#### Task to complete
Gather every line in the entries below that contains the word "draw", and copy each of those lines in full.

(Outline records)
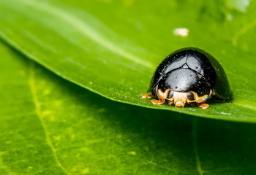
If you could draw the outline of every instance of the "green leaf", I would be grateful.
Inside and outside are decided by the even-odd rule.
[[[0,52],[1,175],[256,173],[253,124],[110,101]]]
[[[255,122],[256,2],[237,11],[238,1],[1,1],[0,36],[55,74],[112,100]],[[189,29],[187,36],[173,34],[181,27]],[[157,64],[188,46],[219,61],[230,82],[232,104],[175,109],[138,98]]]

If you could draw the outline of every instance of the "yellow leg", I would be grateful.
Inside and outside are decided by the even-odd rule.
[[[142,93],[140,95],[141,98],[152,98],[153,96],[151,94]]]
[[[162,96],[158,96],[159,100],[151,100],[150,102],[151,102],[154,104],[162,104],[165,103],[165,99],[162,98]]]

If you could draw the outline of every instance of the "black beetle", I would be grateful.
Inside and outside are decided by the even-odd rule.
[[[228,101],[232,92],[227,75],[220,63],[206,51],[187,47],[169,55],[158,66],[148,93],[141,98],[151,98],[157,95],[154,104],[162,104],[165,100],[176,107],[186,104],[206,109],[206,104],[212,96],[215,99]]]

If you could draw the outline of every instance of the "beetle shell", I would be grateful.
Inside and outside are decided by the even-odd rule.
[[[176,50],[158,66],[148,92],[157,94],[159,99],[162,98],[161,103],[157,101],[157,104],[162,104],[164,98],[170,100],[167,90],[169,93],[174,93],[176,98],[178,96],[184,98],[181,93],[186,93],[187,97],[184,101],[187,103],[192,101],[189,93],[197,98],[197,103],[204,103],[211,96],[223,100],[229,100],[232,96],[227,75],[220,63],[208,52],[195,47]],[[172,103],[176,103],[176,100]]]

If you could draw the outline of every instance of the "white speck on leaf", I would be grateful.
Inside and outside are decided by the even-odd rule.
[[[189,35],[189,31],[187,28],[174,28],[173,32],[174,35],[187,36]]]

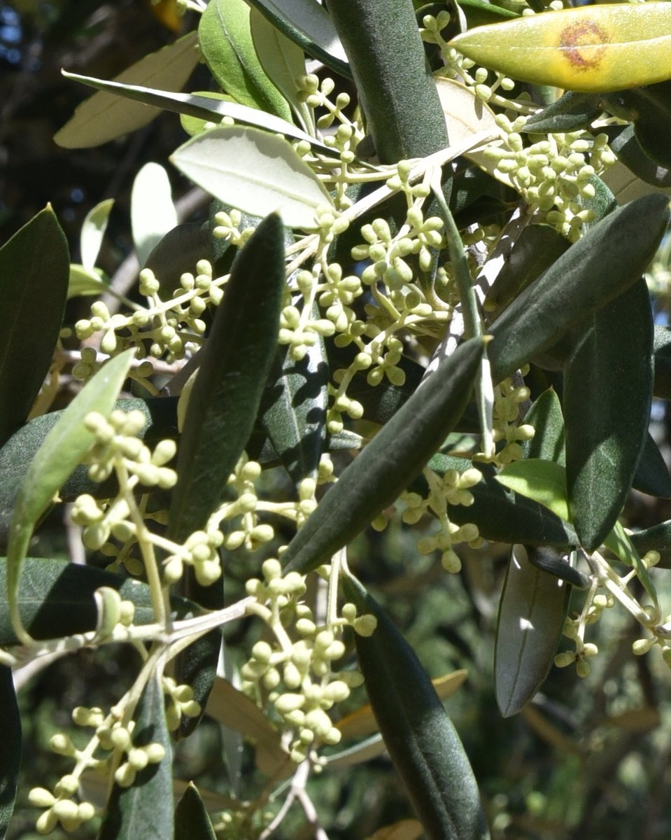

#### Problem solution
If you could draw the outline of every instance of the "green leaf", I would be grateful.
If you could draw the outline of every instance of the "yellow leg", I would be grateful.
If you could draw the outline of every instance of the "black beetle", I would be grateful.
If you could draw the outline of every instance of the "beetle shell", I would be grateful.
If you could draw the outline of every instance of the "white speck on leaf", I would be grateful.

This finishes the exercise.